WRITTEN PROBLEM |
Count the lines in the records below that contain the string "tree", treating uppercase and lowercase as different. Reply with the number only.

Dataset rows showing where objects appear:
◇ ◇ ◇ ◇ ◇ ◇ ◇

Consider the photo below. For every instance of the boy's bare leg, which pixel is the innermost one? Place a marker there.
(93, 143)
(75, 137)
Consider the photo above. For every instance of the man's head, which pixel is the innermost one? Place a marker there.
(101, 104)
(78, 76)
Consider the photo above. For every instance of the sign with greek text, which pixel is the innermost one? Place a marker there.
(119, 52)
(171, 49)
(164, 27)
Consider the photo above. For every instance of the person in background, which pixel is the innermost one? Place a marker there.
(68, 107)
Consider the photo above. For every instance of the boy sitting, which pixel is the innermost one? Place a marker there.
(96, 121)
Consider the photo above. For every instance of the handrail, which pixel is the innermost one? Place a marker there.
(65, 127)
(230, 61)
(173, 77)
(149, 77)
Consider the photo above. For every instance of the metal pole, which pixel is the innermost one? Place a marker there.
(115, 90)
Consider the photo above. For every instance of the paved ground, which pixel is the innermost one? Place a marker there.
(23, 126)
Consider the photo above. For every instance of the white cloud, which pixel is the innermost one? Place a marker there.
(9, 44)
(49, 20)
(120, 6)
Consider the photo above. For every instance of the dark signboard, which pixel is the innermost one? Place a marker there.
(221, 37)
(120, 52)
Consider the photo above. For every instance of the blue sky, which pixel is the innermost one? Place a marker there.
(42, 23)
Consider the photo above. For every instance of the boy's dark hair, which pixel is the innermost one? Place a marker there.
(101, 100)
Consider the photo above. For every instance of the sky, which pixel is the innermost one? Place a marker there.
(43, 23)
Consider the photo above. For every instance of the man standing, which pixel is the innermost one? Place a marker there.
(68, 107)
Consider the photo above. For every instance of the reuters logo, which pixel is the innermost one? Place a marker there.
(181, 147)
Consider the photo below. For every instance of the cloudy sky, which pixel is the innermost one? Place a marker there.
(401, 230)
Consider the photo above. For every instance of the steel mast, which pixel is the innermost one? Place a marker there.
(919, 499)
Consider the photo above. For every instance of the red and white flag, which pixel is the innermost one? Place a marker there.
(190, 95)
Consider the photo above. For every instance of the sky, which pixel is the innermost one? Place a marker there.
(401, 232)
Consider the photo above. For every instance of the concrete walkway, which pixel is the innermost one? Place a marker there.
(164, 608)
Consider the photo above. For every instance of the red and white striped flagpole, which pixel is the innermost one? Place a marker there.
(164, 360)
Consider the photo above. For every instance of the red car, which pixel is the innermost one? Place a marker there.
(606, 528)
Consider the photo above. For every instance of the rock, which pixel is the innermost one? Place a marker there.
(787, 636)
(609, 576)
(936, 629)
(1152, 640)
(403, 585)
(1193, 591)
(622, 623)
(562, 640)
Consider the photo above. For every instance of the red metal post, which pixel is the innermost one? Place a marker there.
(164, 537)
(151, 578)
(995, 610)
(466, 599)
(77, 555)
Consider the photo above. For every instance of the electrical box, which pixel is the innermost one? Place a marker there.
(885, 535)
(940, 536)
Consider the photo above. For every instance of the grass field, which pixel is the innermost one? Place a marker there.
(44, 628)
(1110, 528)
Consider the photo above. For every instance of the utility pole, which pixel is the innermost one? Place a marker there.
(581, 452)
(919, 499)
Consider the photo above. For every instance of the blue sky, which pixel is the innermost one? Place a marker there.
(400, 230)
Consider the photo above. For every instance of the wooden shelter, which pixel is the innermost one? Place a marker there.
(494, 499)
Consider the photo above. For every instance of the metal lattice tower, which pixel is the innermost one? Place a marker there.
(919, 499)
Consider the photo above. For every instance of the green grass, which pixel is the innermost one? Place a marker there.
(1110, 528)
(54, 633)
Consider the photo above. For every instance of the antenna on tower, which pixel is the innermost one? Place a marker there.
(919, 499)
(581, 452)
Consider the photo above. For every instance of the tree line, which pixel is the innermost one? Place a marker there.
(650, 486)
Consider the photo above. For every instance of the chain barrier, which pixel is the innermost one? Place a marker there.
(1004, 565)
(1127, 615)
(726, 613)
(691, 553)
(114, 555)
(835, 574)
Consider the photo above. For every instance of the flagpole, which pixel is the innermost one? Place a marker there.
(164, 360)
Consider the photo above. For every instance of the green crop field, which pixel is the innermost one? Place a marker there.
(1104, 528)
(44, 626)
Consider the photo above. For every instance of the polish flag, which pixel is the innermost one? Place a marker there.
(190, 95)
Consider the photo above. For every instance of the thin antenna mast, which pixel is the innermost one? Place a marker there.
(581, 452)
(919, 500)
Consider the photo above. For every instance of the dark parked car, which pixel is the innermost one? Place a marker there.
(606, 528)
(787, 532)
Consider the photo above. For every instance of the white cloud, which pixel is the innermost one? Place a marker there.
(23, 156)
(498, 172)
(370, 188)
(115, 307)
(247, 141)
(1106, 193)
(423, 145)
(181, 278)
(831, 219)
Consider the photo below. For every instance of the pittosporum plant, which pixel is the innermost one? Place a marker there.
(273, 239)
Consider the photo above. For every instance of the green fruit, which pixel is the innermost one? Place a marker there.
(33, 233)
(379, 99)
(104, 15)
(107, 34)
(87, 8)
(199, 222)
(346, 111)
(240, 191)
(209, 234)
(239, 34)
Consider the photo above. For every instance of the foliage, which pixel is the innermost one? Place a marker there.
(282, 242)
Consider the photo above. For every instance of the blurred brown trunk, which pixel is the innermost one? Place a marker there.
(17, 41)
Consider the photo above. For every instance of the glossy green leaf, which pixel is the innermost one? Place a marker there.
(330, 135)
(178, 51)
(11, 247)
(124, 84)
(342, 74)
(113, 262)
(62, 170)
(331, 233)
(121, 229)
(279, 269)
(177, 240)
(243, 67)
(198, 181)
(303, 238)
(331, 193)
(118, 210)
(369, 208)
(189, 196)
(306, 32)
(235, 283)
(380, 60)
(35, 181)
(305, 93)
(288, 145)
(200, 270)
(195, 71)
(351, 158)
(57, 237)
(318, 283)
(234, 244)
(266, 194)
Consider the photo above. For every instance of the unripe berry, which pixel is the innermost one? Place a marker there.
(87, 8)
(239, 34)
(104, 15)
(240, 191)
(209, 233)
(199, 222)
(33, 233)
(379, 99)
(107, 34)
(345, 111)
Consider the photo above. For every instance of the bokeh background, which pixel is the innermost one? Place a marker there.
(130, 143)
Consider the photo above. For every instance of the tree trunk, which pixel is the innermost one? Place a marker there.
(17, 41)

◇ ◇ ◇ ◇ ◇ ◇ ◇

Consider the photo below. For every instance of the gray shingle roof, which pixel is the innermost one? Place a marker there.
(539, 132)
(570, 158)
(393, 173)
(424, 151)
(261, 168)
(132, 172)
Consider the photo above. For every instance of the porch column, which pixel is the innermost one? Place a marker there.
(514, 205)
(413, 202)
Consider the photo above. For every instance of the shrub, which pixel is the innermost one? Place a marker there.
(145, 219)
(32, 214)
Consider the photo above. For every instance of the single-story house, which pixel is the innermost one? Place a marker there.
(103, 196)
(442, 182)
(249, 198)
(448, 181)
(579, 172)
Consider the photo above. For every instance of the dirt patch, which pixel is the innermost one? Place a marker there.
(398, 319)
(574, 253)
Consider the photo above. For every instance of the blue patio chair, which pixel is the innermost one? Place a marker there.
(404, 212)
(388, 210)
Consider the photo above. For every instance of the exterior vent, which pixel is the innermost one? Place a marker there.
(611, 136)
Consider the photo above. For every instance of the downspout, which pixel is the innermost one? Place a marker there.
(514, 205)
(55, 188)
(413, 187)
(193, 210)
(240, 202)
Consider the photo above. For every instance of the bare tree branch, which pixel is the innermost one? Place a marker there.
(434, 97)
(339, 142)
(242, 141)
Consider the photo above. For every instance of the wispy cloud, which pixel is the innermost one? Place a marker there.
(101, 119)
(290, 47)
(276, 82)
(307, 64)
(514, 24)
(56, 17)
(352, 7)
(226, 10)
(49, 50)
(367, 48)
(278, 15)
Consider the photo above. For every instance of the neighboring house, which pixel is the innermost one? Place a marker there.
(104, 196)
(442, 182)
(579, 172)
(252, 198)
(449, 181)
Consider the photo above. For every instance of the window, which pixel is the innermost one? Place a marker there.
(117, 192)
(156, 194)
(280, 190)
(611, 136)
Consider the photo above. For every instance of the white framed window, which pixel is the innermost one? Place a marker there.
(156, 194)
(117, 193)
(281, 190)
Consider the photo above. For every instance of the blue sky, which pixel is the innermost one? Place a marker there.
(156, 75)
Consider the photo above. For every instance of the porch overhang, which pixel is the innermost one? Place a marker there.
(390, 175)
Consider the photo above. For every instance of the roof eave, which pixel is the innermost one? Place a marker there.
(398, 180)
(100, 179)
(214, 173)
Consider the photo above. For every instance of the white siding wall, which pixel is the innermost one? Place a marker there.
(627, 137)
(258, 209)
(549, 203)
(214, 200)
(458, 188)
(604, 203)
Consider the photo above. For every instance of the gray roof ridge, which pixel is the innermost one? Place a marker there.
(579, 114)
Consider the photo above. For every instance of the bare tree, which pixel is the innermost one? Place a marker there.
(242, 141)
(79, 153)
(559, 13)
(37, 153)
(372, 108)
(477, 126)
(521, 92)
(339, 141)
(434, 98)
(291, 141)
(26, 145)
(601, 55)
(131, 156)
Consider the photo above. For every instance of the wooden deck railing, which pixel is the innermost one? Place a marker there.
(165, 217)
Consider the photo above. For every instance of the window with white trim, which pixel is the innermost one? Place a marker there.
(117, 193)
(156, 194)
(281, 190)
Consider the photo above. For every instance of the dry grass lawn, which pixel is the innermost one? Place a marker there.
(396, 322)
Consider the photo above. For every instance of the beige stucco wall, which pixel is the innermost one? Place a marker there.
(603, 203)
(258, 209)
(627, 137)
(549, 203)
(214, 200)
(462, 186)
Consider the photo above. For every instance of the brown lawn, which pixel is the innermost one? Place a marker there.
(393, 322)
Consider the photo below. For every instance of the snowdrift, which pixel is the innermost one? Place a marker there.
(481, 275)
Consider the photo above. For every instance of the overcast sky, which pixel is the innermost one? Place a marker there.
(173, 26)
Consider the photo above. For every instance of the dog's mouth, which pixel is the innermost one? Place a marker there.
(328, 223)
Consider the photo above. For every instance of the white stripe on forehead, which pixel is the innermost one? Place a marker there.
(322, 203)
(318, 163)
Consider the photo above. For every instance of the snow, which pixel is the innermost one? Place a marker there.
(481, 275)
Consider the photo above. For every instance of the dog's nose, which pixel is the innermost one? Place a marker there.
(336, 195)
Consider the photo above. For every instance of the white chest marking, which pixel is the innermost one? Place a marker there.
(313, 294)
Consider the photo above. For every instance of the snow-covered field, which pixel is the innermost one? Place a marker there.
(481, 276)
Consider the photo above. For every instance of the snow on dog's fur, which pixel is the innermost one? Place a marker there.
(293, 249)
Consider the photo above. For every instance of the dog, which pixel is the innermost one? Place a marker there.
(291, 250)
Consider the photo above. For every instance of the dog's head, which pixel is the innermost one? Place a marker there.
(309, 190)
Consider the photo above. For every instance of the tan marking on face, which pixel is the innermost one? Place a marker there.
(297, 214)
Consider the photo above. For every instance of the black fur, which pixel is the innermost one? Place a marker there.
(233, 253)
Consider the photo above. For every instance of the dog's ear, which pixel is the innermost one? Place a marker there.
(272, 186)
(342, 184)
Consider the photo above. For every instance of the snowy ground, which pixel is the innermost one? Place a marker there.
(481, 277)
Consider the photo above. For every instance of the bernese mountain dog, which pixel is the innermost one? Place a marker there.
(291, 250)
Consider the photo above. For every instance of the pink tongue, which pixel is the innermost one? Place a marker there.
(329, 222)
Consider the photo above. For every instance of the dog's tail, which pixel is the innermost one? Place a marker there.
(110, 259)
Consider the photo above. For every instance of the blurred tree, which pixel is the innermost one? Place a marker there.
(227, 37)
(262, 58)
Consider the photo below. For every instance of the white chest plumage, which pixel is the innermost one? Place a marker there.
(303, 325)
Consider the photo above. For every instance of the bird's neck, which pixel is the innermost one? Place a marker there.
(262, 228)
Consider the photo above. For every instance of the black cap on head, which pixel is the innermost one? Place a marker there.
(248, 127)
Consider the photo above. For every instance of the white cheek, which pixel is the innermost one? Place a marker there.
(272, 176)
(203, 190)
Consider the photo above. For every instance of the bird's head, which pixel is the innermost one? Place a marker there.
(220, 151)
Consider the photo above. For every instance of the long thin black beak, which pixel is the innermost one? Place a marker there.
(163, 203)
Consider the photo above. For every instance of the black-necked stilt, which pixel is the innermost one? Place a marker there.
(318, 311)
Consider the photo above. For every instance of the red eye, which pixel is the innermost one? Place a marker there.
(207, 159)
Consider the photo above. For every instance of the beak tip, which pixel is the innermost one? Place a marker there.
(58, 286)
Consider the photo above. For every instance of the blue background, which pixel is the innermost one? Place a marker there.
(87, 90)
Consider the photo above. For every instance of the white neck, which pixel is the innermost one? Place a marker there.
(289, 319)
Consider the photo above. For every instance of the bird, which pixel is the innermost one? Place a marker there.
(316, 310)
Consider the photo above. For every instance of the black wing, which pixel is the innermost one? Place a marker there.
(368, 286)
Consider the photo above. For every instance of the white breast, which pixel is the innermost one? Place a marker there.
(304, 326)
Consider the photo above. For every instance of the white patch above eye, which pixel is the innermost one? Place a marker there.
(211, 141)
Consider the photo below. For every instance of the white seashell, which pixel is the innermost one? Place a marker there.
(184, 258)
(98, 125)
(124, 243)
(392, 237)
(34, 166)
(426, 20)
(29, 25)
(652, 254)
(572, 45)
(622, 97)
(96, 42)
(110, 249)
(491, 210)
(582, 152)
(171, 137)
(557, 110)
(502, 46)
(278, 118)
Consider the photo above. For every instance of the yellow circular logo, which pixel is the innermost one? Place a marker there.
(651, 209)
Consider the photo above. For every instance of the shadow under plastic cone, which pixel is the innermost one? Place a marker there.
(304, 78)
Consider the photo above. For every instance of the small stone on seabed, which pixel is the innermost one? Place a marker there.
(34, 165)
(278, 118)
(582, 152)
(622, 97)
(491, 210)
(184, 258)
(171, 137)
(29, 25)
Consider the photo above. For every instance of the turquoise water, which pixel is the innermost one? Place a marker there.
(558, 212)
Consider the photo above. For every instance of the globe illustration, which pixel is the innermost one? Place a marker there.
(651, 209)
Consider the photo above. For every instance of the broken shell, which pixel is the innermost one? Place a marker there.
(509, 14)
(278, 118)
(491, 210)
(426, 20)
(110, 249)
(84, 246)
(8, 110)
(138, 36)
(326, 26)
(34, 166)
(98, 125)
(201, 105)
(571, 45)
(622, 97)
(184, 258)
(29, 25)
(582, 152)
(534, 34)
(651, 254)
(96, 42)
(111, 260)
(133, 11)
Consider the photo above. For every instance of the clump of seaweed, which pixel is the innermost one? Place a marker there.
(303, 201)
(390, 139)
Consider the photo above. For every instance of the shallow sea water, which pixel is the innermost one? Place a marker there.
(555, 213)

◇ ◇ ◇ ◇ ◇ ◇ ◇

SOLUTION FOR THIS TASK |
5